[Stored dataset items]
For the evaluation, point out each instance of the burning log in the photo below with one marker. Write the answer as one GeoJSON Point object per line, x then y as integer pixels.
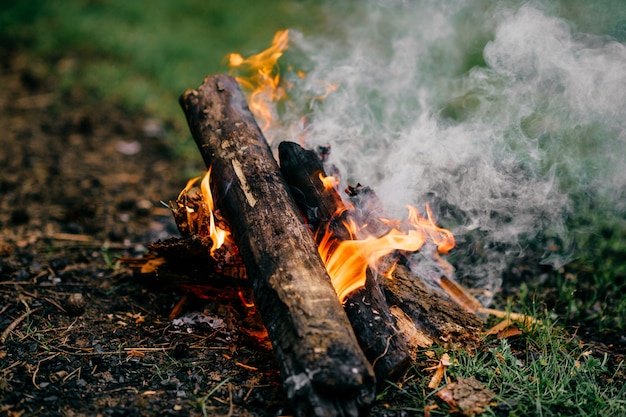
{"type": "Point", "coordinates": [366, 307]}
{"type": "Point", "coordinates": [434, 315]}
{"type": "Point", "coordinates": [323, 369]}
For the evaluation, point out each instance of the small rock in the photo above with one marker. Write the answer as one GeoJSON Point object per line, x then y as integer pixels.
{"type": "Point", "coordinates": [128, 147]}
{"type": "Point", "coordinates": [75, 304]}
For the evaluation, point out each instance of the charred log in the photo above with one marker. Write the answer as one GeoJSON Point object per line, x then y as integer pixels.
{"type": "Point", "coordinates": [323, 369]}
{"type": "Point", "coordinates": [432, 313]}
{"type": "Point", "coordinates": [366, 307]}
{"type": "Point", "coordinates": [376, 330]}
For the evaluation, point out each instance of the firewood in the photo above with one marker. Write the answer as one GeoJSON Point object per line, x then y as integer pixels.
{"type": "Point", "coordinates": [440, 318]}
{"type": "Point", "coordinates": [323, 369]}
{"type": "Point", "coordinates": [366, 307]}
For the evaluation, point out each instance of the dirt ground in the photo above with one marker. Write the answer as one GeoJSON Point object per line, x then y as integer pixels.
{"type": "Point", "coordinates": [80, 187]}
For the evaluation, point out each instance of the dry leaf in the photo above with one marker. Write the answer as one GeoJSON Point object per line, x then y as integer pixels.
{"type": "Point", "coordinates": [466, 395]}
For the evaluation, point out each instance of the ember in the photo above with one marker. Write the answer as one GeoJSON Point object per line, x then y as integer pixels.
{"type": "Point", "coordinates": [302, 278]}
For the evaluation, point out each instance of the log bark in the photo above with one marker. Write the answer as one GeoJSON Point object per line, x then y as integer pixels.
{"type": "Point", "coordinates": [366, 307]}
{"type": "Point", "coordinates": [324, 371]}
{"type": "Point", "coordinates": [437, 317]}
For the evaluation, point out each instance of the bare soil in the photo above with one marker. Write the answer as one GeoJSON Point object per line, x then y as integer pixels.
{"type": "Point", "coordinates": [80, 186]}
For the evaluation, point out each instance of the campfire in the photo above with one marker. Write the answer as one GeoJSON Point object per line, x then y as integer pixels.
{"type": "Point", "coordinates": [330, 275]}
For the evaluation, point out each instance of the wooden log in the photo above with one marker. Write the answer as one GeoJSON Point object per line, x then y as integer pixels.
{"type": "Point", "coordinates": [439, 318]}
{"type": "Point", "coordinates": [366, 307]}
{"type": "Point", "coordinates": [324, 371]}
{"type": "Point", "coordinates": [376, 330]}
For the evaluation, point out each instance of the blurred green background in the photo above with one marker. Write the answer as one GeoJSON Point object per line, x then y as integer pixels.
{"type": "Point", "coordinates": [143, 54]}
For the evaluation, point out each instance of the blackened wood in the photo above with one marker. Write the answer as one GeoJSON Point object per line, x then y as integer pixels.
{"type": "Point", "coordinates": [442, 319]}
{"type": "Point", "coordinates": [323, 369]}
{"type": "Point", "coordinates": [376, 330]}
{"type": "Point", "coordinates": [322, 207]}
{"type": "Point", "coordinates": [432, 313]}
{"type": "Point", "coordinates": [366, 307]}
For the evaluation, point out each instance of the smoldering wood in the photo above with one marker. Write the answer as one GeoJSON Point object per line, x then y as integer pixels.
{"type": "Point", "coordinates": [322, 208]}
{"type": "Point", "coordinates": [367, 310]}
{"type": "Point", "coordinates": [376, 330]}
{"type": "Point", "coordinates": [440, 318]}
{"type": "Point", "coordinates": [432, 313]}
{"type": "Point", "coordinates": [324, 371]}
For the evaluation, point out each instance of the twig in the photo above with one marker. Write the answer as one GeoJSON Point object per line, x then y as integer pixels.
{"type": "Point", "coordinates": [16, 322]}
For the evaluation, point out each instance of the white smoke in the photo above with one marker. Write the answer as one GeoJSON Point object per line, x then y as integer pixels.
{"type": "Point", "coordinates": [505, 141]}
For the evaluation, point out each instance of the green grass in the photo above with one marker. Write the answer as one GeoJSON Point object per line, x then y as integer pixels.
{"type": "Point", "coordinates": [143, 55]}
{"type": "Point", "coordinates": [542, 372]}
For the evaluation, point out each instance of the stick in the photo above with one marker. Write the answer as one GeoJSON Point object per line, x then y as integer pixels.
{"type": "Point", "coordinates": [323, 369]}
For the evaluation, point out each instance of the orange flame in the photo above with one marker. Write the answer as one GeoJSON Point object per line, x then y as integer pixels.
{"type": "Point", "coordinates": [198, 211]}
{"type": "Point", "coordinates": [217, 235]}
{"type": "Point", "coordinates": [264, 81]}
{"type": "Point", "coordinates": [347, 260]}
{"type": "Point", "coordinates": [330, 182]}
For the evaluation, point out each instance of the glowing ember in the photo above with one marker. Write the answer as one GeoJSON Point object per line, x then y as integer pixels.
{"type": "Point", "coordinates": [218, 236]}
{"type": "Point", "coordinates": [347, 260]}
{"type": "Point", "coordinates": [263, 83]}
{"type": "Point", "coordinates": [330, 182]}
{"type": "Point", "coordinates": [201, 218]}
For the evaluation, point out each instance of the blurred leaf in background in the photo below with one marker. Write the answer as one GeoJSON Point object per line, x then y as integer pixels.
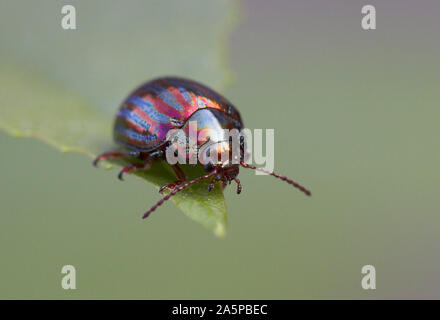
{"type": "Point", "coordinates": [64, 86]}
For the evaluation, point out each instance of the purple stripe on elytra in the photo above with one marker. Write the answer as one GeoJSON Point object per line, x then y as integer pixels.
{"type": "Point", "coordinates": [133, 135]}
{"type": "Point", "coordinates": [182, 90]}
{"type": "Point", "coordinates": [149, 109]}
{"type": "Point", "coordinates": [166, 96]}
{"type": "Point", "coordinates": [135, 118]}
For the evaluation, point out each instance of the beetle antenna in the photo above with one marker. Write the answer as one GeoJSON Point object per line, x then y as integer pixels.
{"type": "Point", "coordinates": [276, 175]}
{"type": "Point", "coordinates": [178, 189]}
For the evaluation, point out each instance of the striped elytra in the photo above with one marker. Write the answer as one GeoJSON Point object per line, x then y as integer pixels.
{"type": "Point", "coordinates": [158, 106]}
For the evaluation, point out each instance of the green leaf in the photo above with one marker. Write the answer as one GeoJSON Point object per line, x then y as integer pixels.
{"type": "Point", "coordinates": [64, 86]}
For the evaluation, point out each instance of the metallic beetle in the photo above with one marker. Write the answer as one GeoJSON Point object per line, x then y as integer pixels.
{"type": "Point", "coordinates": [151, 112]}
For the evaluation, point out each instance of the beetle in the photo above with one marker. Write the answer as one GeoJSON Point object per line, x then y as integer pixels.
{"type": "Point", "coordinates": [150, 112]}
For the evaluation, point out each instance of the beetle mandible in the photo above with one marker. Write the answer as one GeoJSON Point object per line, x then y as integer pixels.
{"type": "Point", "coordinates": [158, 106]}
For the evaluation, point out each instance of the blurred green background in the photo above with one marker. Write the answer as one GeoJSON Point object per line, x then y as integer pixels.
{"type": "Point", "coordinates": [356, 118]}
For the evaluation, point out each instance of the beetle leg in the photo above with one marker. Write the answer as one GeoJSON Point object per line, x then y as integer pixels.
{"type": "Point", "coordinates": [108, 155]}
{"type": "Point", "coordinates": [238, 185]}
{"type": "Point", "coordinates": [134, 167]}
{"type": "Point", "coordinates": [181, 179]}
{"type": "Point", "coordinates": [211, 185]}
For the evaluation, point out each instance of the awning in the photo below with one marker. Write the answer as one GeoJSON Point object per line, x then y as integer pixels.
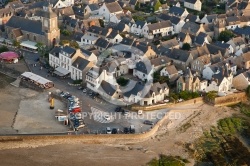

WHAT YOU HAVE TO DO:
Pull out each line of the records above that contains the word "elytra", and list those lines.

OUTPUT BELOW:
For the evaluation, point out each instance of the purple stripe on elytra in the photo above with one marker. Write the answer as one GeoJSON Point object per line, x then y as integer pixels.
For the evaluation, point out each instance of the striped elytra in the photo above with one marker. Write the answer as one GeoJSON Point object per line, x then y as integer pixels.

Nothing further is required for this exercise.